# Problem:
Please copy every line below that contains the string "white".
§
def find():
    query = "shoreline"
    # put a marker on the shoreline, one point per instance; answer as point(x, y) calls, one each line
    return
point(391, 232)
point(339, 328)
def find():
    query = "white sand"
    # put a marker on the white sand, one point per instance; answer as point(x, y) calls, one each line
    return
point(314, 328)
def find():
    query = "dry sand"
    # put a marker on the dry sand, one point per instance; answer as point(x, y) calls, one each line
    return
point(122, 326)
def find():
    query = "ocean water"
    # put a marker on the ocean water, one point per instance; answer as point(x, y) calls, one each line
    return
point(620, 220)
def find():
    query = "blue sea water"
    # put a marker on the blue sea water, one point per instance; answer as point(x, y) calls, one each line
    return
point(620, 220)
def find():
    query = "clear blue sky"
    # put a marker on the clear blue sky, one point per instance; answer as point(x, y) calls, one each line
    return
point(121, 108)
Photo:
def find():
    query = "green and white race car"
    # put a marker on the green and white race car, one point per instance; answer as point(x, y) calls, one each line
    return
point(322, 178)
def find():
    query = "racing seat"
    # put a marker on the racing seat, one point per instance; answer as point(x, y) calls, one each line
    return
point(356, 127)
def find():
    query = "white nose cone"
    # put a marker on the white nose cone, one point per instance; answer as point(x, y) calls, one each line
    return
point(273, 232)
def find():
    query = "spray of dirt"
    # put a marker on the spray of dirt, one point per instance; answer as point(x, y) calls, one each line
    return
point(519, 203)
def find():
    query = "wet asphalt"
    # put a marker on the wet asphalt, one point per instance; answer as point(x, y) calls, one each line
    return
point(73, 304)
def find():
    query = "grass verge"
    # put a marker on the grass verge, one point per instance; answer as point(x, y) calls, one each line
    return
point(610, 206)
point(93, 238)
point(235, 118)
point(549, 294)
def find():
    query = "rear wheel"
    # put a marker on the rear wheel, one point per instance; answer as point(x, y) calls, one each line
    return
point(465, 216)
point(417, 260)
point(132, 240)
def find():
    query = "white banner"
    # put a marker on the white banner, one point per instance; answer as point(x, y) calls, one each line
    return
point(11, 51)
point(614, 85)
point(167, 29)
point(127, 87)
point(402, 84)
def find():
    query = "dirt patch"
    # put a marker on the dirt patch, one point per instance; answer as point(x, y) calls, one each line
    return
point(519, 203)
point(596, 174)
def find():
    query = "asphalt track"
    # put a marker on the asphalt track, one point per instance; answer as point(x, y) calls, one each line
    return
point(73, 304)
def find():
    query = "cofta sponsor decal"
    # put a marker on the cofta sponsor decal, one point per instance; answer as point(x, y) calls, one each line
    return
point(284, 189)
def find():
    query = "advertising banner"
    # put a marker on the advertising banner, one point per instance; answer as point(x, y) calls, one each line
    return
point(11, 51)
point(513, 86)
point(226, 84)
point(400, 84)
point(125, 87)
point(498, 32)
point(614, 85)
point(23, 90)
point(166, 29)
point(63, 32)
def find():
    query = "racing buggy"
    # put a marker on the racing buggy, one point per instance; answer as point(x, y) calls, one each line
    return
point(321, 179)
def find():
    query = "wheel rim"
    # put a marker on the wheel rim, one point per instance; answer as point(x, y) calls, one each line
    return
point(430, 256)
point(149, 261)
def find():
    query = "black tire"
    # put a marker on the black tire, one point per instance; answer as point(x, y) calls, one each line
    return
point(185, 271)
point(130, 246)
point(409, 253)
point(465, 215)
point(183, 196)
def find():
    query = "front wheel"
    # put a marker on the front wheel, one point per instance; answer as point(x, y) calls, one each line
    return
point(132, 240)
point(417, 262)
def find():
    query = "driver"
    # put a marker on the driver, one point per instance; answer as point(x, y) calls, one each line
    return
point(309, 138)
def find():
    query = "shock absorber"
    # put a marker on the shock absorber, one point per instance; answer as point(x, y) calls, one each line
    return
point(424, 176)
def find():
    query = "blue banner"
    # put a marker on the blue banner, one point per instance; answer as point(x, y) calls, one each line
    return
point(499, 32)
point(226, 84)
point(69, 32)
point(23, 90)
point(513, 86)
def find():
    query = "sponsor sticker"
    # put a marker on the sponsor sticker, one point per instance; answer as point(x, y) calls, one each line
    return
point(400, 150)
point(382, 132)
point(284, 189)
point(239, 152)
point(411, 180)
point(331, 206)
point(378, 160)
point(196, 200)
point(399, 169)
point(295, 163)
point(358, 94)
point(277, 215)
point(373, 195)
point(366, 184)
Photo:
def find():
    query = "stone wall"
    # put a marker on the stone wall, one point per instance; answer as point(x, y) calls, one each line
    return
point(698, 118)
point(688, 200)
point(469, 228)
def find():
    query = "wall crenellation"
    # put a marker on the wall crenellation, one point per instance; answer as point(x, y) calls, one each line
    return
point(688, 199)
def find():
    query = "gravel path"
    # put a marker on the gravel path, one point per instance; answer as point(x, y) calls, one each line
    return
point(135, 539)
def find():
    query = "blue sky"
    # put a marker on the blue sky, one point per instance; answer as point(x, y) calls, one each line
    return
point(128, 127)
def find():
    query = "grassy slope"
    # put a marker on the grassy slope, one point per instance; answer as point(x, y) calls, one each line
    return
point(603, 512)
§
# Written solution:
    query = "white sand"
    # put a marker on the white sand, one point per instance; answer as point(x, y) calls, one each line
    query = "green and white race car"
    # put a marker on the green and white race car, one point per instance; answer as point(x, y) calls, one each line
    query = "white nose cone"
    # put a marker on the white nose cone, one point per instance; answer as point(x, y) calls, one each line
    query = "white banner"
    # put a marker on the white banner, one point per instance; answer as point(x, y) calls, one each line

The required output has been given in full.